YOUR ASSIGNMENT
Write the next portion of the passage on alternatives to divorce, starting directly after its final sentence.

PASSAGE FOR REVIEW
------------------------------------
“When I said “I do” 10 years ago I took my vows seriously. I still do today. I made a commitment and keeping my promise to my spouse is important to me. But my crumbling marriage is having a negative impact on our children. Are there any alternatives to filing for divorce?”
I always admire those people who arrive at my office for the first time having not given up on their marriage. Call me old-fashioned but there is something to be said about spouses who choose to exhaust every option in a last ditch effort to save their marriage. This is especially paramount when children are involved. It’s no secret that there are ups and downs in every marriage. Most wedding vows even foreshadow these turbulent times. Some couples persevere and uphold their promises to one another. However, some couples simply cannot or will not; that is ok. But why not strive to one day be able to look at yourself in the mirror and know you gave it everything you could.
------------------------------------
DATA SHOWN
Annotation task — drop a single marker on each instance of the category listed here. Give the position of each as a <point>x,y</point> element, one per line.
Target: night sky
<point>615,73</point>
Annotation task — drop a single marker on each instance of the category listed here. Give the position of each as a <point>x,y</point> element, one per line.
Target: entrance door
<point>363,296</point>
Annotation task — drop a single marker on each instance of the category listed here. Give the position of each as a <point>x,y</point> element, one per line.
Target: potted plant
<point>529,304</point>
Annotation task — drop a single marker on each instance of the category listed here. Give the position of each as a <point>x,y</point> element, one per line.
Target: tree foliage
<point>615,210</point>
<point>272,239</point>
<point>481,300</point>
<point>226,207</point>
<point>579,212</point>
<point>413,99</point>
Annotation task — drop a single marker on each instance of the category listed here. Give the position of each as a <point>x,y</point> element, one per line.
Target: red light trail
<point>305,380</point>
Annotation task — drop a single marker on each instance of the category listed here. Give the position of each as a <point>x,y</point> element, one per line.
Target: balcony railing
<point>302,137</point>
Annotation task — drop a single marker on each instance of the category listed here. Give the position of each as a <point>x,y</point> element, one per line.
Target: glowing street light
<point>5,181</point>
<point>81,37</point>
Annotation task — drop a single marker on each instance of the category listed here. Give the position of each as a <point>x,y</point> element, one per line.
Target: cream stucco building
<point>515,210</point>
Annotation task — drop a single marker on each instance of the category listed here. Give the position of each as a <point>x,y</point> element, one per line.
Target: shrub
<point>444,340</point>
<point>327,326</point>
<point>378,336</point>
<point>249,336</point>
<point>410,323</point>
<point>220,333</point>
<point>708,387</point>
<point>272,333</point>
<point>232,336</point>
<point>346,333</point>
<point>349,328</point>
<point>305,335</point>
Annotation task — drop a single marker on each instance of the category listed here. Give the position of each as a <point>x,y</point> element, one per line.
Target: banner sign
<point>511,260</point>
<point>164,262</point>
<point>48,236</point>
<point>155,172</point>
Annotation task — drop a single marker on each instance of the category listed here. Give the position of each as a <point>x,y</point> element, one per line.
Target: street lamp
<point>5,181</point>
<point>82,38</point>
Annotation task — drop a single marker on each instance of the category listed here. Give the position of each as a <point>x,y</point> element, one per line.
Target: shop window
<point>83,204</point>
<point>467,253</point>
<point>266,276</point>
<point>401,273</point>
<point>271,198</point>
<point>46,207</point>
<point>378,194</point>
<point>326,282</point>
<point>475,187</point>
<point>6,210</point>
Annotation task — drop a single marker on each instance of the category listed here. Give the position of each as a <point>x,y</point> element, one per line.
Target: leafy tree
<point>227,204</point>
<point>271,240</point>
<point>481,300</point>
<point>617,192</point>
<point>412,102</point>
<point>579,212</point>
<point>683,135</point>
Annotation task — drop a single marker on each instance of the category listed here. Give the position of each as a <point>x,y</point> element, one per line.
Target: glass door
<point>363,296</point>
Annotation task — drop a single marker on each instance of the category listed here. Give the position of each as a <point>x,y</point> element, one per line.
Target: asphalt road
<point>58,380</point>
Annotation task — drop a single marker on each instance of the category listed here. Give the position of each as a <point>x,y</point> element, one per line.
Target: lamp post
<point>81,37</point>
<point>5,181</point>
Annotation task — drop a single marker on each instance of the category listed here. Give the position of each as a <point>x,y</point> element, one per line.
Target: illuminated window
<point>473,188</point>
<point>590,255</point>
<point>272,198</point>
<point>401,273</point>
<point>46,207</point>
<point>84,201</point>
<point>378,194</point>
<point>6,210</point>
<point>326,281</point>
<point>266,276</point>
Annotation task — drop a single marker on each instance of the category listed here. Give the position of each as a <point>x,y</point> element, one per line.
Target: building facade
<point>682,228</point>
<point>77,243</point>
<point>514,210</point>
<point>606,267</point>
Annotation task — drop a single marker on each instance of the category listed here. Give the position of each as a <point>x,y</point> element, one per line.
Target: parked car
------------------------------------
SOLVED EXERCISE
Divorce lawyers are not in the business of promoting divorce. The public, and even lawyers in other practice areas, seems to have a misperception about this. My responsibility is to assist spouses in divorcing gracefully, and to protect and advocate for them, once that very tough decision has been made. I do not work on a contingency fee basis, and trust me - I’m busy enough not to have to force spouses into divorce when there is a chance (even a small chance) it might work out. I adamantly believe it is my duty to present my clients with alternatives to divorce and at least explore them in some detail.
Litigants in family law matters are often, for whatever reason, filled with strong feelings and emotions, such as anger, resentment, jealously, distrust and disappointment. The first step is to ensure my clients are taking steps to address these emotions through appropriate counseling/therapy. There is no hope for the marriage unless and until my client processes their own feelings and accepts and understands any role they may have played in the deterioration of their marriage. However, I do not force clients into counseling; it is their choice and I respect that. Only when progress has been made on that front, though, can the couple begin thinking about couples therapy or marriage counseling – that is, unless of course, there has been domestic violence in which case I generally recommend divorce as the only course of action. All good family lawyers have a list of referrals for mental health professionals of all sorts.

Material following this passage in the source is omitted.